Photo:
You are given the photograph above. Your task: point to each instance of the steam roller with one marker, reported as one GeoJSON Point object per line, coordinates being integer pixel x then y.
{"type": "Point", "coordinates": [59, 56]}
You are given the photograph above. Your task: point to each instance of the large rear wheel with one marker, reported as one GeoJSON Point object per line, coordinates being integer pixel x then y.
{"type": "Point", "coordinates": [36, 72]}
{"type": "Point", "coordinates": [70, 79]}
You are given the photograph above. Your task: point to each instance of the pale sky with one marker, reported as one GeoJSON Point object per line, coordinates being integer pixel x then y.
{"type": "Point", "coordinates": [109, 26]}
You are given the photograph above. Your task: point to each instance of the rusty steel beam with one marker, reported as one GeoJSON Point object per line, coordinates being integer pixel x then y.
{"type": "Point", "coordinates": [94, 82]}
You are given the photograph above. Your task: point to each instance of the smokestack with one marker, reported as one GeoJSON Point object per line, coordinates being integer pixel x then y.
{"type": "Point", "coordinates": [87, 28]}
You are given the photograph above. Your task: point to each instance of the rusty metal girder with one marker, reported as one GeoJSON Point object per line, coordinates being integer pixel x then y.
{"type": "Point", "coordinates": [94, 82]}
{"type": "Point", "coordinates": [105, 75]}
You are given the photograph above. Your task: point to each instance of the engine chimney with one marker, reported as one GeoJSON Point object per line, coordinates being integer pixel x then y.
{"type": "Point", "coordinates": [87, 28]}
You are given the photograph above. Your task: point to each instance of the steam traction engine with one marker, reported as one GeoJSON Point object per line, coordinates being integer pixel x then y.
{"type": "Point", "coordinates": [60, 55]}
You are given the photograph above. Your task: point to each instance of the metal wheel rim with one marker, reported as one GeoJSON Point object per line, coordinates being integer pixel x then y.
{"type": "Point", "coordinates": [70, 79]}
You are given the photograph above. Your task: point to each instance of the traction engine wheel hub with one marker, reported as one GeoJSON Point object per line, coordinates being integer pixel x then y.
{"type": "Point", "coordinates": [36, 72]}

- [TASK] Convert every line of the rows above into a Markdown table with the columns No. and Line, numbering the lines in order and skipping any blank ones.

- [EXERCISE RESPONSE]
| No. | Line |
|---|---|
| 1 | Photo: |
| 2 | You are given the photograph above. Your task: point to each instance of the steam roller with one marker, reported as one GeoJSON Point object per line, coordinates being integer pixel x then y. |
| 3 | {"type": "Point", "coordinates": [59, 56]} |
| 4 | You are given the photograph above. Your task: point to each instance of the large rear wheel with one marker, reported as one GeoJSON Point object per line, coordinates being integer pixel x then y. |
| 5 | {"type": "Point", "coordinates": [36, 72]} |
| 6 | {"type": "Point", "coordinates": [70, 79]} |
| 7 | You are given the photograph above. Your task: point to each instance of the pale sky with one marker, reported as one GeoJSON Point object per line, coordinates being integer pixel x then y. |
| 8 | {"type": "Point", "coordinates": [109, 26]} |
| 9 | You are given the photograph above. Your task: point to each instance of the rusty steel beam with one marker, reported as one GeoJSON Point object per line, coordinates being integer pixel x then y. |
| 10 | {"type": "Point", "coordinates": [94, 82]} |
| 11 | You are given the photograph above. Your task: point to each instance of the smokestack with one marker, reported as one GeoJSON Point object per line, coordinates being integer pixel x then y. |
| 12 | {"type": "Point", "coordinates": [87, 28]} |
| 13 | You are given the photograph above. Your task: point to each instance of the rusty metal girder with one marker, reported as one GeoJSON Point object per line, coordinates being integer pixel x then y. |
| 14 | {"type": "Point", "coordinates": [94, 82]} |
| 15 | {"type": "Point", "coordinates": [105, 75]} |
| 16 | You are given the photograph above. Your task: point to each instance of the engine chimney with one marker, reported as one GeoJSON Point object per line, coordinates being integer pixel x then y. |
| 17 | {"type": "Point", "coordinates": [87, 28]} |
| 18 | You are given the photograph above. Your task: point to each instance of the steam traction engine with one marker, reported as one GeoJSON Point object per line, coordinates being integer pixel x then y. |
| 19 | {"type": "Point", "coordinates": [60, 55]} |
| 20 | You are given the photograph above. Your task: point to each instance of the metal wheel rim with one marker, reported as one GeoJSON Point object per line, coordinates being integer pixel x then y. |
| 21 | {"type": "Point", "coordinates": [70, 79]} |
| 22 | You are given the photograph above. Your task: point to each instance of the traction engine wheel hub with one marker, reported as one GeoJSON Point object per line, coordinates being integer pixel x then y. |
| 23 | {"type": "Point", "coordinates": [36, 72]} |